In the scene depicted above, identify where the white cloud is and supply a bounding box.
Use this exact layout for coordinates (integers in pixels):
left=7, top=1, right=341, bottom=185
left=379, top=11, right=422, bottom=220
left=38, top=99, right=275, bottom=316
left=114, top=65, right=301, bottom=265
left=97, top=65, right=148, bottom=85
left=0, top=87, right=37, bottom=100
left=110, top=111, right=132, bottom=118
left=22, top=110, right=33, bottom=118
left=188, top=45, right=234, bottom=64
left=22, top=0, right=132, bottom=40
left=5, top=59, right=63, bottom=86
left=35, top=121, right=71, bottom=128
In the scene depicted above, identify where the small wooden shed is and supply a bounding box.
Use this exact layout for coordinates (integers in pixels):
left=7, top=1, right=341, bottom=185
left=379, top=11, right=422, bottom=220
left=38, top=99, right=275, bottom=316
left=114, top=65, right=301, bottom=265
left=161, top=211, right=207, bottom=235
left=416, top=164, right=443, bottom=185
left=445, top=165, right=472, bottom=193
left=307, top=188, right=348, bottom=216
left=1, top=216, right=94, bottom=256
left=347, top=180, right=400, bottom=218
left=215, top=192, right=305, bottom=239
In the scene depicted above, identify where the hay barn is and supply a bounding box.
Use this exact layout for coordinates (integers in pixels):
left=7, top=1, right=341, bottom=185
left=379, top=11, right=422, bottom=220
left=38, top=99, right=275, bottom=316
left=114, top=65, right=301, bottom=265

▶ **Problem requirements**:
Give the listing above again in full, with no word altered.

▶ **Result of this task**:
In the scene depicted above, identify where the white cloud is and supply a bounding box.
Use this exact layout for coordinates (integers in pixels):
left=7, top=1, right=341, bottom=185
left=379, top=11, right=422, bottom=220
left=38, top=99, right=275, bottom=316
left=114, top=65, right=301, bottom=265
left=97, top=65, right=148, bottom=85
left=0, top=87, right=37, bottom=100
left=110, top=111, right=132, bottom=118
left=22, top=110, right=33, bottom=118
left=188, top=45, right=234, bottom=64
left=22, top=0, right=132, bottom=40
left=5, top=59, right=63, bottom=86
left=35, top=121, right=71, bottom=128
In the scene depicted above, identify where the small wooden shed is and supply a bounding box.
Use this exact layout for coordinates (integers in pixels):
left=7, top=1, right=341, bottom=185
left=379, top=11, right=422, bottom=220
left=38, top=99, right=275, bottom=316
left=114, top=65, right=301, bottom=265
left=161, top=211, right=207, bottom=235
left=416, top=164, right=443, bottom=185
left=445, top=165, right=472, bottom=193
left=307, top=188, right=348, bottom=216
left=1, top=216, right=94, bottom=256
left=347, top=180, right=400, bottom=218
left=215, top=192, right=305, bottom=239
In the scene depicted above, identify where the hay barn is and supply a bounding box.
Use this exact layout for coordinates (integers in pixels):
left=7, top=1, right=341, bottom=185
left=379, top=11, right=422, bottom=220
left=38, top=99, right=275, bottom=316
left=114, top=65, right=301, bottom=265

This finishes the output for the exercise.